------ Source excerpt ------

He added: “I would like to thank Ciaran Martin for the way he has pioneered cyber security in the UK. He leaves the NCSC having led the development of a world leading capability. We wish him the best of success as he embarks on the next stage of his career in academia and business.”

Before being appointed as NCSC’s first CEO in February 2016, Martin served on the board of GCHQ as the head of cyber security, having previously worked in the Treasury and the Cabinet Office. While working for GCHQ, he recommended the creation of the NCSC, which was announced by the government in November 2015.

During his tenure, the agency has sought to bolster Britain’s cyber defences attacks while also conducting a number of investigations into campaigns orchestrated by hostile state actors working on behalf of the Chinese, Russian, Iranian and North Korean governments.

The agency also handled the UK’s response to the WannaCry and NotPetya cyber attacks of 2018. But perhaps its most high-profile assignment has been a long-running assessment the security risk posed by the Chinese telecoms equipment provider Huawei. The agency had initially determined that any risks posed by the vendor could be mitigated by restricting the role it plays in the UK’s 5G telecoms networks.

However, that judgement changed in recent months after the US issued new trade restriction on the company. The government has since vowed to ban the company from the UK’s telecoms networks.

------ Information provided ------

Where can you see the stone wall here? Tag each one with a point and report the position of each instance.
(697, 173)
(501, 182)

------

Tasks to perform:
1: According to the excerpt on Ciaran Martin and the NCSC, when was Martin appointed as the NCSC's first CEO?
2: Reproduce the passage of the excerpt on Ciaran Martin and the NCSC that runs from "During his tenure, the" up to and including "5G telecoms networks.".

Answers to the tasks:
1: February 2016

2:
During his tenure, the agency has sought to bolster Britain’s cyber defences attacks while also conducting a number of investigations into campaigns orchestrated by hostile state actors working on behalf of the Chinese, Russian, Iranian and North Korean governments.

The agency also handled the UK’s response to the WannaCry and NotPetya cyber attacks of 2018. But perhaps its most high-profile assignment has been a long-running assessment the security risk posed by the Chinese telecoms equipment provider Huawei. The agency had initially determined that any risks posed by the vendor could be mitigated by restricting the role it plays in the UK’s 5G telecoms networks.